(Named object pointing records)
·····
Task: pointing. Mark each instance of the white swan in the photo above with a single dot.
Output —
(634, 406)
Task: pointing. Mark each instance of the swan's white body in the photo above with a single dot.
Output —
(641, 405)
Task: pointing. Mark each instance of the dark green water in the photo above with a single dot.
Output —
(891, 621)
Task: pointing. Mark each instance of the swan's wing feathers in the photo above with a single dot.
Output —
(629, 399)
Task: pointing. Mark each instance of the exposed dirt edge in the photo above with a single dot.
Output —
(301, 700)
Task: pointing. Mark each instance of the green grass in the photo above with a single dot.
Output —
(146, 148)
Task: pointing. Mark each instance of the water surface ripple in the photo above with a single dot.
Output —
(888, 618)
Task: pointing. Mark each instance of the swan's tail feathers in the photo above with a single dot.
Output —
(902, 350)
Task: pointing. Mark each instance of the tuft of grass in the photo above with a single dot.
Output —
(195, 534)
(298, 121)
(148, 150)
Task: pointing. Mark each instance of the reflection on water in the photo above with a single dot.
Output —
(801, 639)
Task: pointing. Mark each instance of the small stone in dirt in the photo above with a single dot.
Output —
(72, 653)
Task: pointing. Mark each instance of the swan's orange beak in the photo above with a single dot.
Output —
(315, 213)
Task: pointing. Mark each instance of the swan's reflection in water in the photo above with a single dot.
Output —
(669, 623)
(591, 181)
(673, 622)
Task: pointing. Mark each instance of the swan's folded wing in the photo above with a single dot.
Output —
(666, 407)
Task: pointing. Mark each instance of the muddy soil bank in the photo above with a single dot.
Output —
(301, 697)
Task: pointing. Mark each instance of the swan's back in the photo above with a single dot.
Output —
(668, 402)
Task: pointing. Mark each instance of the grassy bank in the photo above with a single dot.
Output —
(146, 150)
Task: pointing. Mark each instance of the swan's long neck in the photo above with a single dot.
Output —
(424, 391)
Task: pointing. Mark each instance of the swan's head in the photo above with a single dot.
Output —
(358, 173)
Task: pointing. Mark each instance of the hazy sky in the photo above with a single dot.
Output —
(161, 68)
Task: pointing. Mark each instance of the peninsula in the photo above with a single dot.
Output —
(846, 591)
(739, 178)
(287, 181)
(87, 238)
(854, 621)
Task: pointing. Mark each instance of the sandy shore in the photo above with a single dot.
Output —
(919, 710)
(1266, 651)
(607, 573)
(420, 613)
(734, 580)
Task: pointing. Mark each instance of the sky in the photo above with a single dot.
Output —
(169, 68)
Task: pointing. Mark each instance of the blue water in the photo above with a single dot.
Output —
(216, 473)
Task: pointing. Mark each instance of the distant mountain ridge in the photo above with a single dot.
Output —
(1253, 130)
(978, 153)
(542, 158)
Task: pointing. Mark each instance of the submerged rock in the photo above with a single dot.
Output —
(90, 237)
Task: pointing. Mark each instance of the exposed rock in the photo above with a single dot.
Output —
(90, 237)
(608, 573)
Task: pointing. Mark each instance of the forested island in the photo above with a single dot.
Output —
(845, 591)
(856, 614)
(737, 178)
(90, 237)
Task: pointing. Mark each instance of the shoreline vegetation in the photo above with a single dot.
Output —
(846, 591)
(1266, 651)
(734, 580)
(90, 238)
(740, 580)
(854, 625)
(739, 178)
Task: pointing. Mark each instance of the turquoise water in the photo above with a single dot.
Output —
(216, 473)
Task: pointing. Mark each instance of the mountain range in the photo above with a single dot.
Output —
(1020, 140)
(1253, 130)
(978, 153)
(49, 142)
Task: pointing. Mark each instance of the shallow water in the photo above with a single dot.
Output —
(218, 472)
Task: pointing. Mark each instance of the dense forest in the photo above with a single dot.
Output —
·····
■ **Given exercise**
Can you reproduce all of the records above word for word, keeping every line and point unchanged?

■ **Reply to the exercise**
Task: pointing. Mark each instance of the white swan in the photo above with a single dot.
Output —
(634, 406)
Task: pointing. Mark each instance of the swan's white body in the photo above with a single dot.
Output —
(641, 405)
Task: pointing. Mark each instance of the dark green water in the photo above with a single dot.
Output —
(891, 621)
Task: pointing. Mark each instance of the swan's wing feathers in the photo above with a single dot.
Output —
(629, 399)
Task: pointing. Mark each instance of the exposed dirt edge in the photo above with a single dot.
Output —
(301, 700)
Task: pointing. Mark each instance of the green grass in the photo above with a single dot.
Output —
(146, 148)
Task: pointing. Mark each instance of the water surface ripple in the photo above with a single dot.
Output —
(888, 618)
Task: pointing. Mark each instance of the swan's tail feathers in the photo above with a single dot.
Output —
(902, 350)
Task: pointing. Mark each instance of the tuft of grass in the photo above with a single dot.
Output —
(195, 534)
(298, 121)
(148, 150)
Task: pointing. Mark each instance of the reflection on water in the photo above with a single dot.
Output —
(801, 639)
Task: pointing. Mark each instance of the small stone in dirt in the photo above with a single dot.
Output —
(72, 653)
Task: pointing. Mark each instance of the swan's orange beak in the photo above with a single dot.
Output —
(315, 213)
Task: pointing. Mark each instance of the swan's reflection in water in the photo above with a single dot.
Output —
(669, 623)
(591, 181)
(673, 622)
Task: pointing. Mark each instance of the swan's folded wing in the photo above with a single dot.
Output —
(666, 407)
Task: pointing. Mark each instance of the muddy soil bank in the photo above with a single dot.
Output —
(301, 697)
Task: pointing. Mark each instance of the swan's back in the photo above with a single dot.
Output —
(668, 402)
Task: pointing. Mark each instance of the grassy bank in the photo above with a single dot.
Output —
(146, 150)
Task: pointing. Mark each instance of the swan's long neck in the photo above with a single dot.
Output —
(424, 391)
Task: pointing. Mark each instance of the swan's head in the photo above with a single dot.
Output —
(358, 173)
Task: pointing. Mark each instance of the hazy sky in the photo above with a single dot.
Output —
(161, 68)
Task: pointing. Mark each instance of the peninsula in the photo above with a single dot.
Output —
(846, 591)
(739, 178)
(287, 181)
(87, 238)
(854, 621)
Task: pointing. Mark each instance of the sandy shore in the photo above with a single dot.
Output —
(919, 710)
(1266, 651)
(607, 573)
(420, 613)
(734, 580)
Task: pointing. Mark each instance of the sky in the photo above with a single dot.
Output —
(169, 68)
Task: pointing. Mark each instance of the blue water in the photo above with a single dot.
Output —
(216, 473)
Task: pointing. Mark each instance of the distant mountain ridge in the photo above with a single dot.
Output —
(1253, 130)
(978, 153)
(542, 158)
Task: pointing. Mark each instance of the submerged rock in the photo above with a single dot.
Output —
(90, 237)
Task: pointing. Mark each instance of the exposed rock in the photo above with a single dot.
Output —
(90, 237)
(608, 573)
Task: pointing. Mark each instance of the forested island in the photo above with a single dot.
Output —
(845, 591)
(856, 614)
(737, 178)
(90, 237)
Task: pointing. Mark each instance of the shoreline vegetation in the photo above with a single dot.
Output —
(846, 591)
(1266, 651)
(734, 580)
(90, 238)
(740, 580)
(854, 625)
(739, 178)
Task: pointing. Mark each instance of the turquoise water in the photo above with a single dot.
Output —
(216, 473)
Task: pointing. Mark each instance of the mountain range in the photo above with a single dot.
Output —
(1020, 140)
(1253, 130)
(978, 153)
(49, 142)
Task: pointing. Mark each instance of the shallow water in the photo above with a single dot.
Output —
(218, 472)
Task: pointing. Mark each instance of the dense forest in the photo above with a single dot.
Output —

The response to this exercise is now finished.